*** Reading passage
Worldwide industrial services and products company Harsco Corporation (NYSE:HSC) today reported second quarter 2003 income from continuing operations of $25.5 million, or $0.62 diluted earnings per share on sales of $536 million. This compares with income from continuing operations of $24.8 million, or $0.61 diluted earnings per share on sales of $510 million in the second quarter of 2002. Including discontinued operations, second quarter 2003 diluted earnings per share were $0.63, compared with $0.64 in the second quarter of 2002.

Affecting results in the second quarter of 2003 was increased pension expense from continuing operations of $4.0 million pre-tax, partially offset by income of $0.8 million pre-tax from the termination of a post-retirement benefit plan. Positive foreign currency translation increased sales by approximately $32 million and pre-tax income by approximately $3 million in the quarter.

For the first six months of 2003, income from continuing operations was $37.9 million, or $0.93 diluted earnings per share on sales of $1.0 billion. This compares with income from continuing operations of $39.8 million, or $0.98 diluted earnings per share on sales of $969 million in the first six months of 2002. Including discontinued operations, first half 2003 diluted earnings per share of $0.94 compared with $0.99 in the first half of 2002.
******
*** Data
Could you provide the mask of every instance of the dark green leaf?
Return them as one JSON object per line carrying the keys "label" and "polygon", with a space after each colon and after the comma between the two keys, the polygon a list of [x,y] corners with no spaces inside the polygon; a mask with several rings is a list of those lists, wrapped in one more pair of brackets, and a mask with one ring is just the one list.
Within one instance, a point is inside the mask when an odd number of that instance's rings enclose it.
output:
******
• **Work to be completed**:
Extend the Harsco earnings report past its final sentence. The listing was drawn from a source unrelated to the earnings report.

• **Answer**:
Affecting results in the first six months of 2003 were increased pension expense from continuing operations of $9.3 million pre-tax, partially offset by income of $4.9 million pre-tax from the termination of certain post-retirement benefit plans. Positive foreign currency translation increased sales by approximately $62 million and pre-tax income by approximately $5 million in the first six months of 2003.

Commenting on the Company's results, Harsco Chairman, President and Chief Executive Officer Derek C. Hathaway said, "Our second quarter diluted earnings per share from continuing operations of $0.62 evidences good sequential progress from the $0.31 diluted earnings per share recorded in the first quarter, our seasonally weakest quarter. Our performance met analysts' consensus expectations and was within the range of our previously stated guidance. These results were achieved despite the very difficult manufacturing environment and the continued downturn in non-residential construction spending.

"Our strategy for growing the industrial services businesses was again validated by strong performance from our Mill Services Segment. We announced five new mill services contracts during the quarter and also acquired the mill services unit of C. J. Langenfelder & Son, which gives us an expanded presence with two major North American steel producers. We expect this acquisition to add $0.01 - $0.02 per share in earnings in the second half of 2003, and approximately $0.05 per share in 2004. Interest in our wide range of value-adding mill services remains strong, and future contract awards are expected.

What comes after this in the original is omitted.